▸ REQUIRED TASK
Copy the records from the line containing "Practice step: locate the young" through the line containing "point(325, 540)", both included, keeping the requests, but shift each x and y coordinate in the answer points up by 113. Leave the pictures out.
* begin *
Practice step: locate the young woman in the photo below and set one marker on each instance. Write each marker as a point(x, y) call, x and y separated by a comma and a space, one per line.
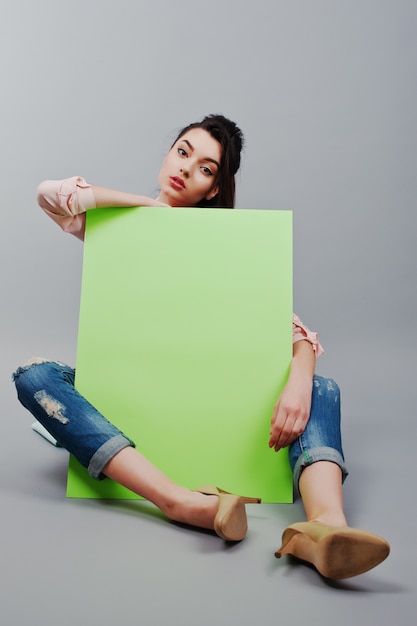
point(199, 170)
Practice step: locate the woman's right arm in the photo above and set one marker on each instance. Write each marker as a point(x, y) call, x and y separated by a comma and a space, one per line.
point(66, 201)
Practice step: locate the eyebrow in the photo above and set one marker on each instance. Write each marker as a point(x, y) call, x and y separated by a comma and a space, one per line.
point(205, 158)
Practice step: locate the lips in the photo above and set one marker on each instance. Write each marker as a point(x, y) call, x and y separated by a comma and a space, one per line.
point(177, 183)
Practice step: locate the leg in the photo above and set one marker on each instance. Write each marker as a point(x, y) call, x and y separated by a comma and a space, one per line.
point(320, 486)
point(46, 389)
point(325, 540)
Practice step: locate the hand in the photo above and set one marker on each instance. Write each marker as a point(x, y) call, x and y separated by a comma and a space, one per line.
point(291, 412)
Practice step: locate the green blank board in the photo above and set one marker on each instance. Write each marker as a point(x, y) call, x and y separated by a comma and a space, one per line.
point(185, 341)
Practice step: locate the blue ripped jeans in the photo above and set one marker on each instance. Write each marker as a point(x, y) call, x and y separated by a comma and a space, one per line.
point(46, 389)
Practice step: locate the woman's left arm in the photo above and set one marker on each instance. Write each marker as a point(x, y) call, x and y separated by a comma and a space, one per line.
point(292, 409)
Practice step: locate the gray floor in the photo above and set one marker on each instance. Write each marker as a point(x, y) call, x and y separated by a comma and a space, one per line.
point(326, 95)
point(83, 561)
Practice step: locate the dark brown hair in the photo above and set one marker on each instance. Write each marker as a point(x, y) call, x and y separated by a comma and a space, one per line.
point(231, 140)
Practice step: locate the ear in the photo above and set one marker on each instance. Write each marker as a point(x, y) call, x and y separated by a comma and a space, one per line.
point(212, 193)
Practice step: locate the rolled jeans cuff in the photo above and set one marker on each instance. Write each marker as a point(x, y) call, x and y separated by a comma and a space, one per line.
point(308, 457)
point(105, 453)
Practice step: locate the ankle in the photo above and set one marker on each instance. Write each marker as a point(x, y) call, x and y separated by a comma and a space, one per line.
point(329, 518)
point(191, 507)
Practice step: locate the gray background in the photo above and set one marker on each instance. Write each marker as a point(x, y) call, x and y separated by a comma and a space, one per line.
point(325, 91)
* end *
* begin *
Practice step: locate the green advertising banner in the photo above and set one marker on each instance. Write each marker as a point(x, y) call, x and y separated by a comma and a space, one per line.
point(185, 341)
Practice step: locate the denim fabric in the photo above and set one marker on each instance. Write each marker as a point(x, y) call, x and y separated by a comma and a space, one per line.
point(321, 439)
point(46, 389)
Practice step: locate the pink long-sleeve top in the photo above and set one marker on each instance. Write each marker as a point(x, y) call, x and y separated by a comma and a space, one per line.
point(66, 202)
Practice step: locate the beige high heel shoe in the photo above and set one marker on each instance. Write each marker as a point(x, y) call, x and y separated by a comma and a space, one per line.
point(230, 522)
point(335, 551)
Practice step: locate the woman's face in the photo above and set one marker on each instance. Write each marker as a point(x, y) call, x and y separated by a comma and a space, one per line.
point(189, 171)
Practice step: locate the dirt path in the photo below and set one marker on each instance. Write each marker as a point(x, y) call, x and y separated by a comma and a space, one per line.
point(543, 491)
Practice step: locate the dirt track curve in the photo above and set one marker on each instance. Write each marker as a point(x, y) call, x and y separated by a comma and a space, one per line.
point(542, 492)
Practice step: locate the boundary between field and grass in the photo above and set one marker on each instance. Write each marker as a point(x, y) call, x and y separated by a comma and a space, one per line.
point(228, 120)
* end *
* begin *
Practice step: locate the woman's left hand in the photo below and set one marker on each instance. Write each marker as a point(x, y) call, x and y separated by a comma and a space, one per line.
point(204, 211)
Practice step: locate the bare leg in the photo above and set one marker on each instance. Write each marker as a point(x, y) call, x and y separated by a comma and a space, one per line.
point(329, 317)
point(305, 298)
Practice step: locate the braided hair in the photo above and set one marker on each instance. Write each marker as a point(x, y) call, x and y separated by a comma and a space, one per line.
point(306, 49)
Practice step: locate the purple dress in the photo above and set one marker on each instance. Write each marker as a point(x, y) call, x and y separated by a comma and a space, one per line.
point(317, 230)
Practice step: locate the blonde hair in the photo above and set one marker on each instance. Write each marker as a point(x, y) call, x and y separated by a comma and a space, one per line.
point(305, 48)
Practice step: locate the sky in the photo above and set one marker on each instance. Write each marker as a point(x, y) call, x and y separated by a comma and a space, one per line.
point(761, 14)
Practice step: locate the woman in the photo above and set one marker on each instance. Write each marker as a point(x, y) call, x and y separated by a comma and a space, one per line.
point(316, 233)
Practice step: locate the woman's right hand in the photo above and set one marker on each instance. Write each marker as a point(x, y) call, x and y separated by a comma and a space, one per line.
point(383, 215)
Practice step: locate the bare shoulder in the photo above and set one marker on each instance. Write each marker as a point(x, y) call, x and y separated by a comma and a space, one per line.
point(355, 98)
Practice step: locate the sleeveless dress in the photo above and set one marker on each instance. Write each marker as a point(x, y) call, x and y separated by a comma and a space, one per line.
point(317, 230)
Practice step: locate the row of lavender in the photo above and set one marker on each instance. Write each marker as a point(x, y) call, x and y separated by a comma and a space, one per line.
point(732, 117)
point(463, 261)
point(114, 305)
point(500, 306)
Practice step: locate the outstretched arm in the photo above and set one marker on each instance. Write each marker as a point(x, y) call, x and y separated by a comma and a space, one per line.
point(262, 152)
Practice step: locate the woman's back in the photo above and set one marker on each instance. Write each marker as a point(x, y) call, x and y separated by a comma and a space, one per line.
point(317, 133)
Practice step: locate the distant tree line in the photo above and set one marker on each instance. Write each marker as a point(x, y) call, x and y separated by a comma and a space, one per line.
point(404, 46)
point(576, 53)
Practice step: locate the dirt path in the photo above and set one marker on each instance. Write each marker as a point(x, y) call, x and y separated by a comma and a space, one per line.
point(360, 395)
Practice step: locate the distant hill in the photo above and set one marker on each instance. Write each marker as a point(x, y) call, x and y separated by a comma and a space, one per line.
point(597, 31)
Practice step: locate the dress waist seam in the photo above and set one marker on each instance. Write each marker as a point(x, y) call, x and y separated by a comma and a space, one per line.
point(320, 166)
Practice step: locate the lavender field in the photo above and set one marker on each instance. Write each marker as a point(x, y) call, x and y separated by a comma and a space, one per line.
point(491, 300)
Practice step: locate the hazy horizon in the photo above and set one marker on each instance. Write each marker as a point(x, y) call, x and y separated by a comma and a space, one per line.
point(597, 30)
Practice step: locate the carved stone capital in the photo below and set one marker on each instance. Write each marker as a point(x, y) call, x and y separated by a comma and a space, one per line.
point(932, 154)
* end *
▸ RESPONSE TO THE EXERCISE
Practice step: locate the young woman in the photo below and set one marker on each instance. Write each marker as a point(x, y) call, x and y separated by a comma and a space, one per line.
point(312, 283)
Practice step: locate the woman's right arm in the photo above and set one marker on each instance. Write each marker as a point(x, y) call, x and y separated by a comma and a space, one per line.
point(179, 314)
Practice step: locate the eyebrow in the photo above and set one marker on each instance. Write each marker as a point(x, y) call, x and y separated by a comma and a space, one per line.
point(318, 271)
Practice step: locate the lips in the photo above and set one marker on each instance. Write each marker as a point(x, y) call, x and y separated by a comma and a space, one per line.
point(290, 296)
Practice step: locate the leg in the photo above and set one marker on each instance. Write each marker as a point(x, y) call, x and y separated by a comma and a space, one per line.
point(433, 599)
point(159, 502)
point(438, 653)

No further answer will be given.